> _Source text_:
**********
Doyle first excels at hurling while at school in Thurles CBS. Regarded as too good for CBS Primary School team, he is drafted into the secondary school’s under-15 Croke Cup team in 1942. Doyle plays at wing-forward as Thurles CBS wins the championship that year.

Doyle arrives on the inter-county scene at the age of sixteen when he first links up with the Tipperary minor team. He makes his senior debut in the 1947-48 National League. A 5-6 to 4-2 defeat of Cork in the provincial decider gives him his first Munster medal. Tipperary retains their provincial crown in 1947, with Doyle collecting a second Munster medal following a 2-4 to 1-2 defeat of Waterford. Doyle goes on to play a key role for Tipperary during a hugely successful era for the team, winning eight All-Ireland medals, ten Munster medals, and ten National Hurling League medals.

On June 26, 1949, Doyle makes his senior championship debut in a Munster quarter-final replay against Cork. As a member of the Munster inter-provincial team for fifteen years, Doyle wins six Railway Cup medals. At club level he wins three championship medals with Holycross-Ballycahill.
**********
> _Dataset content_:
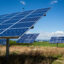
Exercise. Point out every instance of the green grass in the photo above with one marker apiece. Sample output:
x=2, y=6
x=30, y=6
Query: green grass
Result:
x=45, y=44
x=48, y=44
**********
> _Action item A_:
Answer these questions from the account of Doyle's hurling career:
(i) Which Thurles CBS team was Doyle drafted into in 1942?
(ii) On what date did Doyle make his senior championship debut?
(iii) How many Railway Cup medals did Doyle win?
> _Action item B_: Write a continuation of the account of Doyle's hurling career, picking up after its last sentence.

> _Answer section A_:
(i) The secondary school's under-15 Croke Cup team
(ii) June 26, 1949
(iii) Six

> _Answer section B_:
After surrendering their provincial crown in 1966, Tipperary bounces back the following year, with Doyle winning a record tenth Munster medal following a 4-12 to 2-6 defeat of Clare. On September 3, 1967, Tipperary faces Kilkenny in the All-Ireland decider, a game which presents Doyle win the opportunity of making history by winning a record-breaking ninth All-Ireland medal. Despite leading at halftime 2-6 to 1-3, Kilkenny goalkeeper Ollie Walsh makes a series of spectacular saves in the second half and Kilkenny is victorious 3-8 to 2-7 and lays to rest a bogey that Tipperary has had over the team since 1922. The defeat brings the curtain down on Doyle’s inter-county career.

For almost fifty years Doyle, together with Christy Ring, hold a unique record as the only players to win eight All-Ireland medals on the field of play. This record is subsequently surpassed by Henry Shefflin on September 30, 2012. His record of National League medals has yet to be equalled. Throughout his career, Doyle makes 54 championship appearances, a Tipperary record which stands until August 9, 2009 when it is surpassed by Brendan Cummins.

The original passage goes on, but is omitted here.